▸ Aim of the task
How many lines in the rows below contain the string "white", with case counting? Reply with the number alone.

▸ Items
───

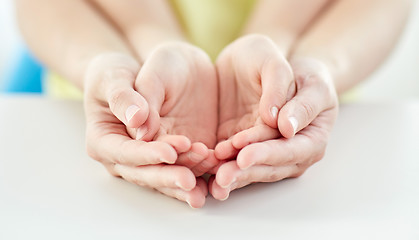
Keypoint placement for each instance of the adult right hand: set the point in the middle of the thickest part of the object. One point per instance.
(111, 105)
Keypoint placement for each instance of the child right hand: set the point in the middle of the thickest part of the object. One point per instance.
(110, 94)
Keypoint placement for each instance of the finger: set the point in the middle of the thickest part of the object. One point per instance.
(125, 103)
(180, 143)
(283, 151)
(195, 198)
(150, 128)
(315, 94)
(158, 176)
(225, 150)
(206, 164)
(216, 191)
(151, 87)
(120, 149)
(216, 167)
(257, 173)
(258, 133)
(277, 87)
(197, 153)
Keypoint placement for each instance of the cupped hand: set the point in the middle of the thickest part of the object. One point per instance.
(313, 109)
(255, 82)
(109, 96)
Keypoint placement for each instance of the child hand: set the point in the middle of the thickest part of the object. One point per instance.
(255, 82)
(179, 83)
(109, 92)
(314, 107)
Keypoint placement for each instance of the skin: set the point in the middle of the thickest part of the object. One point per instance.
(151, 98)
(327, 57)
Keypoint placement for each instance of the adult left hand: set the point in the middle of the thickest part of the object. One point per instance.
(311, 113)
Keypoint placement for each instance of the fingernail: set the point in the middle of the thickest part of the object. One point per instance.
(141, 132)
(178, 184)
(189, 202)
(274, 112)
(294, 123)
(130, 112)
(195, 157)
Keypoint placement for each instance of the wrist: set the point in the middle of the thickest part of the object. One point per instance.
(282, 40)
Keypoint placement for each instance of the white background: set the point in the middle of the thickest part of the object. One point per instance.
(397, 78)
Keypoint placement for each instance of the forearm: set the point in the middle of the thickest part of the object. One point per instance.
(144, 23)
(66, 35)
(353, 37)
(282, 20)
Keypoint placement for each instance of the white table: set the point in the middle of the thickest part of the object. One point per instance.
(366, 187)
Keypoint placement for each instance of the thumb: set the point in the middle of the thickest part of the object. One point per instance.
(300, 111)
(125, 103)
(152, 89)
(277, 87)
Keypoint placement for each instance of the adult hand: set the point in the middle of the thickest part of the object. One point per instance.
(109, 96)
(313, 109)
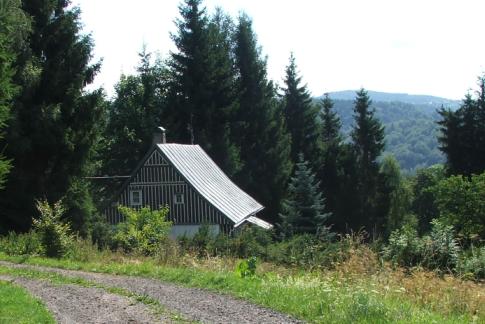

───

▸ Solution for this task
2